**Description of the task:**
What is needed is an exact copy of every entry.

▼▼▼

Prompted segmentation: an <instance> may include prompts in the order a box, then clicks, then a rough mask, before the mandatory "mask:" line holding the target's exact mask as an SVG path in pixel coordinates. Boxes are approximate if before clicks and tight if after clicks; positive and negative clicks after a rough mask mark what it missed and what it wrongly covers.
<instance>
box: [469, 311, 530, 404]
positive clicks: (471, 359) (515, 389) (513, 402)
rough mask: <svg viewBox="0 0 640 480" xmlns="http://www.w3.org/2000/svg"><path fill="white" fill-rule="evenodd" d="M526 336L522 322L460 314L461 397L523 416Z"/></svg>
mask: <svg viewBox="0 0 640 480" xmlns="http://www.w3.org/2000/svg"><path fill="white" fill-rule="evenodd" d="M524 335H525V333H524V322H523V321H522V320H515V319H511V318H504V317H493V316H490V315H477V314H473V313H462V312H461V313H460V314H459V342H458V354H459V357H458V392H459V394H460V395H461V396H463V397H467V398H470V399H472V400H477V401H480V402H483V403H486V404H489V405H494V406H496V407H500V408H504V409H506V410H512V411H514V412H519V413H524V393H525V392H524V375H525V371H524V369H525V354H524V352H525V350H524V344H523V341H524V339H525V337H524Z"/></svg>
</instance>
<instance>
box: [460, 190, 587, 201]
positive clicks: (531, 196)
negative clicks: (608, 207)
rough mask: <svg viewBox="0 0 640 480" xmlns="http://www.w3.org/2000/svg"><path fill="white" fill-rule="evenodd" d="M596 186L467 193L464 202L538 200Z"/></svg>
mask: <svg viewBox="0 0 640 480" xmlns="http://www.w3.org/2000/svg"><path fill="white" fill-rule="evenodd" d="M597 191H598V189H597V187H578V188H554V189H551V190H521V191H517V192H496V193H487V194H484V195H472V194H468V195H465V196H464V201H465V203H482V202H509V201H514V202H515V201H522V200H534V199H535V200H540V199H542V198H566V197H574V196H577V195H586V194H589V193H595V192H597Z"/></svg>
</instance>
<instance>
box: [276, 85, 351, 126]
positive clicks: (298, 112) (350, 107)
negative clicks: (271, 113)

▲▲▲

**Expected answer:**
Prompted segmentation: an <instance> may include prompts in the order a box, then clicks, then a rough mask, before the mandatory "mask:" line holding the target's exact mask as an SVG path in pixel coordinates. Boxes are approximate if before clicks and tight if after clicks; positive and negative clicks after a rough mask mark what it missed and what it wrongly covers.
<instance>
box: [469, 311, 530, 404]
positive clicks: (471, 359) (515, 389) (513, 402)
rough mask: <svg viewBox="0 0 640 480" xmlns="http://www.w3.org/2000/svg"><path fill="white" fill-rule="evenodd" d="M526 336L522 322L460 314L461 397L523 416Z"/></svg>
mask: <svg viewBox="0 0 640 480" xmlns="http://www.w3.org/2000/svg"><path fill="white" fill-rule="evenodd" d="M524 335H525V333H524V322H523V321H522V320H515V319H511V318H504V317H493V316H490V315H477V314H473V313H462V312H461V313H460V314H459V342H458V354H459V357H458V392H459V394H460V395H461V396H463V397H467V398H470V399H472V400H477V401H480V402H483V403H486V404H489V405H494V406H496V407H500V408H504V409H506V410H512V411H514V412H519V413H524V393H525V392H524V375H525V371H524V369H525V354H524V352H525V350H524V344H523V341H524V339H525V337H524Z"/></svg>
</instance>
<instance>
box: [460, 190, 587, 201]
positive clicks: (531, 196)
negative clicks: (608, 207)
rough mask: <svg viewBox="0 0 640 480" xmlns="http://www.w3.org/2000/svg"><path fill="white" fill-rule="evenodd" d="M596 186L467 193L464 202L538 200Z"/></svg>
mask: <svg viewBox="0 0 640 480" xmlns="http://www.w3.org/2000/svg"><path fill="white" fill-rule="evenodd" d="M597 191H598V189H597V187H578V188H554V189H551V190H521V191H517V192H496V193H487V194H484V195H472V194H468V195H465V196H464V201H465V203H482V202H509V201H514V202H515V201H522V200H534V199H535V200H540V199H542V198H566V197H574V196H577V195H586V194H589V193H595V192H597Z"/></svg>
</instance>
<instance>
box: [276, 85, 351, 126]
positive clicks: (298, 112) (350, 107)
negative clicks: (271, 113)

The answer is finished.